>>>>>

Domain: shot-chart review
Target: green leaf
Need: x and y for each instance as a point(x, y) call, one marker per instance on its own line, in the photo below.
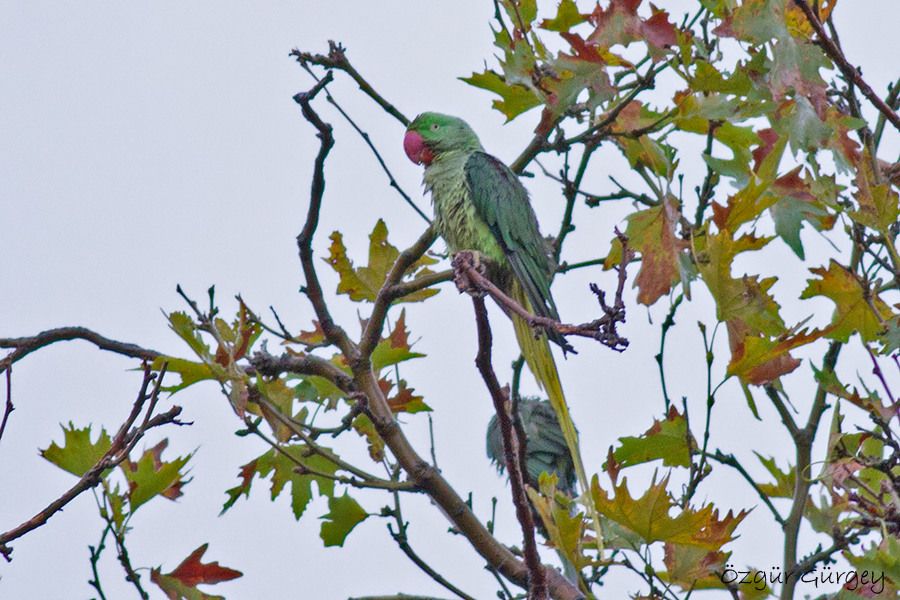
point(515, 98)
point(784, 480)
point(745, 299)
point(190, 371)
point(878, 202)
point(395, 348)
point(567, 16)
point(363, 283)
point(150, 476)
point(78, 453)
point(282, 466)
point(652, 233)
point(857, 310)
point(648, 516)
point(344, 513)
point(668, 440)
point(184, 326)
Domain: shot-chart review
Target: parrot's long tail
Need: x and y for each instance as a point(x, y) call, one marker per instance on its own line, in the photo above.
point(539, 358)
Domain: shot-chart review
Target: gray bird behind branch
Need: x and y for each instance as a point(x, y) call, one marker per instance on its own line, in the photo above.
point(545, 448)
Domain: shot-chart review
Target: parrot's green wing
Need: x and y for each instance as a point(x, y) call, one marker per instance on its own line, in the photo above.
point(502, 202)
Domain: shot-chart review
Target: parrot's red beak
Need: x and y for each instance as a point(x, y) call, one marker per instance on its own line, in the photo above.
point(415, 148)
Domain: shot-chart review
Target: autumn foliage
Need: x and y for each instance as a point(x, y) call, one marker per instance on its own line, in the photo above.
point(787, 150)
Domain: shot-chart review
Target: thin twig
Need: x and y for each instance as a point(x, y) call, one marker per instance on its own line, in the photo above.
point(470, 278)
point(9, 405)
point(850, 72)
point(368, 140)
point(337, 59)
point(731, 461)
point(402, 540)
point(313, 289)
point(26, 345)
point(122, 443)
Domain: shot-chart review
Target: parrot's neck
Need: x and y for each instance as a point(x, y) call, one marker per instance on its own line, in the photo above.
point(446, 167)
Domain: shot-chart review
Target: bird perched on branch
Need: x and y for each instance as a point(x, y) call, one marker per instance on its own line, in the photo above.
point(480, 205)
point(545, 446)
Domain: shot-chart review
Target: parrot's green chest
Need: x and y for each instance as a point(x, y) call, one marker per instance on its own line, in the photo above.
point(455, 215)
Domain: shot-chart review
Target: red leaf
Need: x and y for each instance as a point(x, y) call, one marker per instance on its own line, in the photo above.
point(192, 572)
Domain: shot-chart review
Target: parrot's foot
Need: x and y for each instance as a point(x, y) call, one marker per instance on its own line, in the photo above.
point(462, 262)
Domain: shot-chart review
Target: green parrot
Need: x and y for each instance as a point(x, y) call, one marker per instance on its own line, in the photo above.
point(545, 446)
point(480, 205)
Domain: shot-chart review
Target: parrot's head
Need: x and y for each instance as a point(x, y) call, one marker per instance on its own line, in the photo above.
point(431, 134)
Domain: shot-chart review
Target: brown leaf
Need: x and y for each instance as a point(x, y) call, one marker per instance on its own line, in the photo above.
point(192, 572)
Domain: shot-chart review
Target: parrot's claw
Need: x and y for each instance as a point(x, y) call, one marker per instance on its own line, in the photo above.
point(462, 262)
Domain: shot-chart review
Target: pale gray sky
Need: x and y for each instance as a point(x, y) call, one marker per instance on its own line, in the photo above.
point(146, 144)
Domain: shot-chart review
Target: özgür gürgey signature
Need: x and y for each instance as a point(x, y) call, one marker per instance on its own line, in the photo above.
point(850, 579)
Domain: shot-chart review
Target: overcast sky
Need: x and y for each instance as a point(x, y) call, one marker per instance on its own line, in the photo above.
point(146, 144)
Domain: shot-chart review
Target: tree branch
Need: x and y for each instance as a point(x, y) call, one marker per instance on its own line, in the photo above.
point(849, 71)
point(470, 279)
point(121, 446)
point(402, 540)
point(313, 289)
point(337, 59)
point(368, 140)
point(537, 584)
point(386, 294)
point(24, 346)
point(9, 405)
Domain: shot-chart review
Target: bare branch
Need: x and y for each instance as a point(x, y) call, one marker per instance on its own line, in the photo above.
point(386, 294)
point(26, 345)
point(337, 59)
point(368, 140)
point(333, 332)
point(402, 540)
point(850, 72)
point(122, 444)
point(9, 405)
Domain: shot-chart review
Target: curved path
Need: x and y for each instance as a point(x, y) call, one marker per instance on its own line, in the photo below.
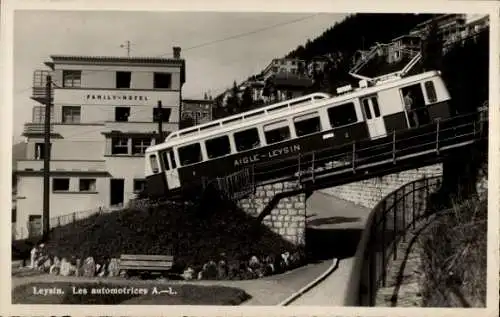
point(270, 290)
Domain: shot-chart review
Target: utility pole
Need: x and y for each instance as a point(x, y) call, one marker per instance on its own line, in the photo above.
point(127, 46)
point(160, 122)
point(46, 159)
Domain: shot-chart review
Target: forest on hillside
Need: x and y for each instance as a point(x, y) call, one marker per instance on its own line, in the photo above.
point(357, 32)
point(467, 81)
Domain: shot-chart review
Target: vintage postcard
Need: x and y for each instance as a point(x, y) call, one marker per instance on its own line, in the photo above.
point(294, 159)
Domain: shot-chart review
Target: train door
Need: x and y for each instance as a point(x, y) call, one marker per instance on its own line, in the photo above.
point(373, 118)
point(170, 168)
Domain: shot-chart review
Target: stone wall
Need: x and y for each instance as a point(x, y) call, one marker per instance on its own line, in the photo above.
point(369, 192)
point(287, 218)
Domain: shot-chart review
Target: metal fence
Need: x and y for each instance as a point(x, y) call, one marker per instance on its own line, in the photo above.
point(386, 227)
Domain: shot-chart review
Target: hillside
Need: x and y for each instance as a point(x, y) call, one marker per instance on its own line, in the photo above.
point(194, 234)
point(357, 32)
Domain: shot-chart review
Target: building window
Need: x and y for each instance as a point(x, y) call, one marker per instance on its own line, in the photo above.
point(162, 80)
point(154, 163)
point(72, 78)
point(307, 124)
point(123, 79)
point(165, 114)
point(342, 115)
point(277, 132)
point(190, 154)
point(218, 147)
point(122, 114)
point(247, 139)
point(87, 185)
point(71, 114)
point(40, 151)
point(431, 91)
point(60, 184)
point(39, 114)
point(119, 145)
point(139, 145)
point(139, 185)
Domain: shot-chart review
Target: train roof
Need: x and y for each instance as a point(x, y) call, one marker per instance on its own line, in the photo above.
point(296, 105)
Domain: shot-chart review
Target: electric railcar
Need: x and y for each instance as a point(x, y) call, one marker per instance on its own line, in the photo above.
point(275, 132)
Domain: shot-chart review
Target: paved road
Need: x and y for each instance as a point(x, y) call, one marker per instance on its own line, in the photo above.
point(270, 290)
point(335, 227)
point(332, 222)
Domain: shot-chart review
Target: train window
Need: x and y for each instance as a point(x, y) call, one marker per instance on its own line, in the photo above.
point(342, 115)
point(277, 132)
point(307, 124)
point(172, 159)
point(366, 108)
point(154, 163)
point(247, 139)
point(431, 91)
point(190, 154)
point(218, 147)
point(164, 159)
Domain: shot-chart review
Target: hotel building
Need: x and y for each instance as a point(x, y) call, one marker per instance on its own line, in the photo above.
point(104, 115)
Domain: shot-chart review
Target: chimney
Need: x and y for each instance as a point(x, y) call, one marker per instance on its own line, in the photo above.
point(177, 52)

<<<<<

## EXERCISE AIM
Give all the entries again exactly, dropping each picture.

## RESULT OF THE EXERCISE
Domain: shot-chart review
Target: green leaf
Need: x and y for each instance as a point(x, y) call, one marker per instance on its own line, in the photo below.
point(515, 98)
point(784, 480)
point(745, 299)
point(190, 371)
point(878, 202)
point(395, 348)
point(567, 16)
point(363, 283)
point(150, 476)
point(78, 453)
point(282, 466)
point(652, 233)
point(857, 310)
point(648, 516)
point(344, 513)
point(668, 440)
point(184, 326)
Domain: shot-chart review
Target: parrot's long tail
Need: x and y for each instance as a point(x, y) call, one marker per instance on its own line, in the photo above.
point(539, 358)
Domain: shot-chart review
Target: gray bird behind branch
Need: x and y for each instance as a point(x, y) call, one marker per instance on its own line, in the photo above.
point(545, 448)
Domain: shot-chart review
Target: parrot's green wing
Need: x and y for each instance as a point(x, y) call, one marker per instance on its own line, in the photo above.
point(502, 202)
Domain: shot-chart review
Target: parrot's red beak
Need: x and y for each instance as a point(x, y) call, one marker per instance on its own line, in the photo above.
point(415, 148)
Domain: shot-chart review
Target: autumn foliage
Need: x and y for each instance as a point(x, y) call, one marker per instance on its own line, in the photo above.
point(787, 150)
Domain: shot-chart review
Target: thin twig
Need: x and y for each instance as a point(x, y) call, one marker per instance on its own line, in the photo above.
point(470, 278)
point(9, 405)
point(850, 72)
point(368, 140)
point(337, 59)
point(731, 461)
point(402, 540)
point(313, 289)
point(26, 345)
point(122, 443)
Domain: shot-chart review
Target: parrot's neck
Need: x and y for each instance as a point(x, y) call, one marker per instance on its own line, in the photo above.
point(446, 167)
Domain: shot-chart review
Target: bird perched on branch
Need: x and y for each instance as a point(x, y) call, one marker per instance on its own line, in the photo above.
point(480, 205)
point(545, 446)
Domain: shot-chart review
Target: parrot's green chest
Need: x and y for each instance as a point(x, y) call, one marker per instance on its own line, in the photo above.
point(455, 215)
Domain: shot-chart review
Target: red leaf
Need: x and y for each instance as a point(x, y) call, one marker per instance on its own line, in the photo above.
point(192, 572)
Domain: shot-chart review
Target: parrot's foot
Need: x and y for each instance as a point(x, y) call, one marker per instance on its own line, in the photo above.
point(462, 262)
Domain: shot-chart review
Target: green parrot
Need: x and y for each instance as a point(x, y) call, one marker per instance on its own line, in the photo above.
point(545, 446)
point(480, 205)
Domain: shot-chart review
Target: parrot's head
Need: x and y for each instance as a point(x, y) call, one marker per instance on its own line, in the photo above.
point(431, 134)
Domain: shot-chart review
Target: brown leaf
Need: x and y for each instance as a point(x, y) call, one marker per instance on its own line, in the photo above.
point(192, 572)
Domain: shot-chart review
Target: parrot's claw
Need: x and y for each instance as a point(x, y) call, one marker per instance on its own line, in the photo above.
point(462, 262)
Domain: shot-chart review
Target: pale gray sky
Need: x and y for each instance as a point(x, y) call, one marker per instance on its own line, in the photo above.
point(146, 144)
Domain: shot-chart review
Target: özgür gürgey signature
Need: x and y for each instance as a point(x, y) call, one marker per instance on its own line, in the photo above.
point(850, 579)
Domain: shot-chart review
Target: overcast sky
Need: x and y for each instance as a point(x, y) call, one marker per instance on its own line, in the photo above.
point(146, 144)
Domain: shot-chart review
Target: tree branch
Need: x and y for each instance as a point(x, y) call, one marker per instance on its own line, in the photo above.
point(849, 71)
point(470, 279)
point(121, 446)
point(402, 540)
point(313, 289)
point(337, 59)
point(368, 140)
point(537, 584)
point(386, 294)
point(24, 346)
point(9, 405)
Domain: shot-chart review
Target: bare branch
Need: x and y for each instance as a point(x, y) call, one marker per instance on its own line, in the photo above.
point(386, 294)
point(26, 345)
point(337, 59)
point(368, 140)
point(333, 332)
point(402, 540)
point(850, 72)
point(122, 444)
point(9, 405)
Domain: shot-chart review
Target: curved path
Need: x and y for each instance as a point(x, y) call, one marker per instance on its own line, in the photo below.
point(270, 290)
Domain: shot-chart review
Target: utility pole
Need: x and y for each instance as a point(x, y) call, one marker per instance on its own line, in the photo above.
point(127, 46)
point(160, 122)
point(46, 159)
Domain: shot-chart review
Target: forest on hillside
Need: x and y for each instance as a point(x, y) call, one marker per instance on its own line, in the photo above.
point(357, 32)
point(467, 81)
Domain: shot-chart review
Target: vintage postcard
Need: x and y for each instance as a point(x, y) call, one marker per instance on its own line, in the photo above.
point(294, 159)
Domain: shot-chart review
Target: train door
Need: x and y for each instance as a point(x, y) call, one marker per instance on its own line, in the photo above.
point(373, 118)
point(170, 168)
Domain: shot-chart review
Target: stone wall
Need: x and y for each instance as a point(x, y) call, one marker per instance on its own line, in the photo above.
point(369, 192)
point(287, 218)
Domain: shot-chart review
Target: metal fence
Need: x and y for each instance as a point(x, y) call, one marker per instance on its own line, in the photo above.
point(386, 227)
Domain: shot-chart review
Target: hillside
Need: x and y for each instance as a point(x, y) call, one marker per instance on its own line, in the photo above.
point(194, 234)
point(357, 32)
Domain: shot-chart review
Target: building window
Need: x and y for each instance as a point(x, y) call, one marker per instance on its own line, in the photo above.
point(162, 80)
point(154, 163)
point(72, 78)
point(307, 124)
point(123, 79)
point(165, 114)
point(342, 115)
point(277, 132)
point(190, 154)
point(218, 147)
point(122, 114)
point(247, 139)
point(87, 185)
point(71, 114)
point(40, 151)
point(431, 91)
point(60, 184)
point(39, 114)
point(119, 145)
point(139, 145)
point(139, 185)
Domain: shot-chart review
Target: train roof
Need: x and y for each instance as a point(x, y) call, one marker per instance on its own line, in the photo above.
point(296, 105)
Domain: shot-chart review
Target: electric railcar
Need: x and y for each instance as a point(x, y) call, one marker per instance on its own line, in the photo above.
point(275, 132)
Domain: shot-chart review
Target: paved road
Need: x and y for each instance as a point(x, y) call, one marker per instance on its own line, in the photo above.
point(270, 290)
point(335, 227)
point(332, 222)
Domain: shot-chart review
Target: train window
Need: x and y for each instance as a point(x, y) call, one marker per instance on its own line, in the photo above.
point(342, 115)
point(277, 132)
point(307, 124)
point(172, 159)
point(366, 108)
point(154, 163)
point(247, 139)
point(431, 91)
point(190, 154)
point(218, 147)
point(164, 159)
Domain: shot-chart review
Target: hotel building
Need: x and y for each instance as a point(x, y) call, one marker per instance on its own line, in the photo above.
point(104, 115)
Domain: shot-chart review
Target: chimney
Need: x and y for each instance as a point(x, y) call, one marker per instance on its own line, in the photo above.
point(177, 52)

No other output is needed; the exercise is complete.